_Supplied passage_

Michigan Court of Appeals
Dec 1, 1981
314 N.W.2d 711 (Mich. Ct. App. 1981)

Summary

In Allstate, another panel of this Court construed § 3145(1) as a statute of limitations and as a recovery limitations provision.

Summary of this case from English v. Home Ins Co.

Opinion

Docket No. 50203.

Decided December 1, 1981. Leave to appeal applied for.

Garan, Lucow, Miller, Seward, Cooper Becker, P.C. (by James L. Borin), for plaintiff. Davidson, Gotshall, Kohl, Secrest, Wardle, Lynch Clark (by Mark E. Morley), for defendant.

Before: DANHOF, C.J., and J.H. GILLIS and D.E. HOLBROOK, JR., JJ.


Plaintiff appeals by right from an order granting defendant accelerated judgment on the ground that the instant action was barred by the one-year statute of limitations for recovery of personal protection benefits under the no-fault insurance act. MCL 500.3145(1); MSA 24.13145(1).

On April 7, 1978, William Hines suffered personal injuries arising out of a motor vehicle accident. At the time of the accident, Mr. Hines was a passenger in a vehicle owned by the defendant's insured. Plaintiff commenced payment of personal protection insurance benefits under a policy of no-fault insurance issued to Hines' mother.

Later, plaintiff discovered that Hines may not have been entitled to benefits under his mother's policy, since he may not have been residing in the household at the time of the accident. Therefore, on September 29, 1978, plaintiff conveyed written notice to defendant alleging that Frankenmuth was liable for personal protection insurance benefits pursuant to MCL 500.3114(4)(a); MSA 24.13114(4)(a). Defendant denied liability in a letter dated October 6, 1978. This suit was commenced on December 7, 1979. Defendant moved for accelerated judgment based on the statute of limitations.

The sole issue on appeal involves the interpretation of the Michigan no-fault insurance statute of limitations provision, MCL 500.3145(1); MSA 24.13145(1). Section 3145(1) reads in pertinent part as follows:

"An action for recovery of personal protection insurance benefits payable under this chapter for accidental bodily injury may not be commenced later than 1 year after the date of the accident causing the injury unless written notice of injury as provided herein has been given to the insurer within 1 year after the accident or unless the insurer has previously made a payment of personal protection insurance benefits for the injury. If the notice has been given or a payment has been made, the action may be commenced at any time within 1 year after the most recent allowable expense, work loss or survivor's loss has been incurred. However, the claimant may not recover benefits for any portion of the loss incurred more than 1 year before the date on which the action was commenced."

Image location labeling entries

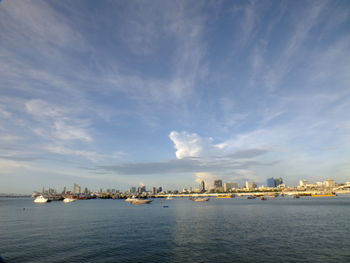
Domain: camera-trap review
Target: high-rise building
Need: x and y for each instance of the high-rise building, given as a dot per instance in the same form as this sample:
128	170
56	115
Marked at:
229	186
202	186
272	182
76	189
278	181
217	183
250	185
329	183
303	182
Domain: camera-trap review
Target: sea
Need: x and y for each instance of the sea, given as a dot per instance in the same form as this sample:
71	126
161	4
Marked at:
279	229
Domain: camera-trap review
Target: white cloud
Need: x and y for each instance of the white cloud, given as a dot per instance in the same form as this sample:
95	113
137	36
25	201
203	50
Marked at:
191	145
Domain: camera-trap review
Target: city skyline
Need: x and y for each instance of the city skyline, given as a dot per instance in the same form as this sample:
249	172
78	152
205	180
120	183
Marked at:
170	93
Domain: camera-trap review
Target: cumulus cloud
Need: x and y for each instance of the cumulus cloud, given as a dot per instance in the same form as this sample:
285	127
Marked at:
192	145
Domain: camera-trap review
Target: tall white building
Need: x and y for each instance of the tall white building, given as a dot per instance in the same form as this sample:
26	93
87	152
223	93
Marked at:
250	185
229	185
76	189
329	183
303	182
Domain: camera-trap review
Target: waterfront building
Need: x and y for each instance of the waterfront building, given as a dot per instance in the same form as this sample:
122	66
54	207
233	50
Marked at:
250	185
303	183
202	186
76	189
270	182
329	183
274	182
217	183
229	186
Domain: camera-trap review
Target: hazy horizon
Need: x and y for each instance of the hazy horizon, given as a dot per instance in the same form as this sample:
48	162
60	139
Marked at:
113	94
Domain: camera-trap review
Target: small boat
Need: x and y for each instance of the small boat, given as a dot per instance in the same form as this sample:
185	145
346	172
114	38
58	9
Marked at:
131	199
323	195
200	199
41	199
69	200
141	201
251	197
225	196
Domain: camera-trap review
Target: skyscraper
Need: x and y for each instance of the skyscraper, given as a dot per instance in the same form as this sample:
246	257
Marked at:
217	183
270	182
76	189
202	186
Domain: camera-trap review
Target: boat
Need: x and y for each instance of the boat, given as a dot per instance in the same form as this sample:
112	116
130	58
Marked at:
323	194
201	199
225	196
69	200
41	199
141	201
131	199
251	197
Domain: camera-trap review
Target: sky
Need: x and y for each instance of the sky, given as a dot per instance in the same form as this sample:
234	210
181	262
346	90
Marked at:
114	94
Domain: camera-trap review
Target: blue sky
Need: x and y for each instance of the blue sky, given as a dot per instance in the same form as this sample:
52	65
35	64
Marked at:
165	93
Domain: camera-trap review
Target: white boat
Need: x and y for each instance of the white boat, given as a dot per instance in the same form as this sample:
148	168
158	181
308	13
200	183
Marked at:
41	199
69	200
130	199
141	201
169	198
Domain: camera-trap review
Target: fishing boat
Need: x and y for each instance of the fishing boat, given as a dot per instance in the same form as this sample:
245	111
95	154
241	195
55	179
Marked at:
41	199
323	194
141	201
225	196
251	197
69	200
201	199
131	199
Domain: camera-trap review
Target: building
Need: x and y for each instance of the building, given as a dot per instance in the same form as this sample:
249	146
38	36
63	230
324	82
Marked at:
272	182
154	190
141	189
303	183
229	186
202	186
250	185
76	189
329	183
217	183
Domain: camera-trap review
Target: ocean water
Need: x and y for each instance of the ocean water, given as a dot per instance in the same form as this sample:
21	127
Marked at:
221	230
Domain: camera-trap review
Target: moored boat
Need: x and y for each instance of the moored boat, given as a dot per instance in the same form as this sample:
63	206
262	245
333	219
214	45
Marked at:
69	200
225	196
323	194
201	199
41	199
141	201
131	199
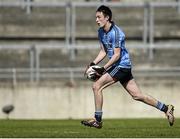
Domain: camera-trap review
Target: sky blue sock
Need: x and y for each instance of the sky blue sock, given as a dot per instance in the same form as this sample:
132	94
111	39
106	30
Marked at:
98	116
162	107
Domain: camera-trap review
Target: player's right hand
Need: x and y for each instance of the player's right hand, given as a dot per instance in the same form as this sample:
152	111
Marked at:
87	67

_Instructions_
1: According to the court opinion, why did the plaintiff send written notice to the defendant on September 29, 1978? Answer in one to three sentences.
2: Answer these questions from the court opinion:
(a) On what date did William Hines suffer his injuries?
(b) What was the date of the defendant's letter denying liability?
(c) On what date was this suit commenced?
3: Copy the court opinion from "In Allstate, another" down to "HOLBROOK, JR., JJ.".
Rely only on the court opinion for your work.

_Answers given_
1: The plaintiff found that Hines may not have been entitled to benefits under his mother's policy. He may not have been living in her household at the time of the accident. The plaintiff therefore notified the defendant that Frankenmuth was liable for the personal protection insurance benefits under MCL 500.3114(4)(a).

2:
(a) April 7, 1978
(b) October 6, 1978
(c) December 7, 1979

3:
In Allstate, another panel of this Court construed § 3145(1) as a statute of limitations and as a recovery limitations provision.

Summary of this case from English v. Home Ins Co.

Opinion

Docket No. 50203.

Decided December 1, 1981. Leave to appeal applied for.

Garan, Lucow, Miller, Seward, Cooper Becker, P.C. (by James L. Borin), for plaintiff. Davidson, Gotshall, Kohl, Secrest, Wardle, Lynch Clark (by Mark E. Morley), for defendant.

Before: DANHOF, C.J., and J.H. GILLIS and D.E. HOLBROOK, JR., JJ.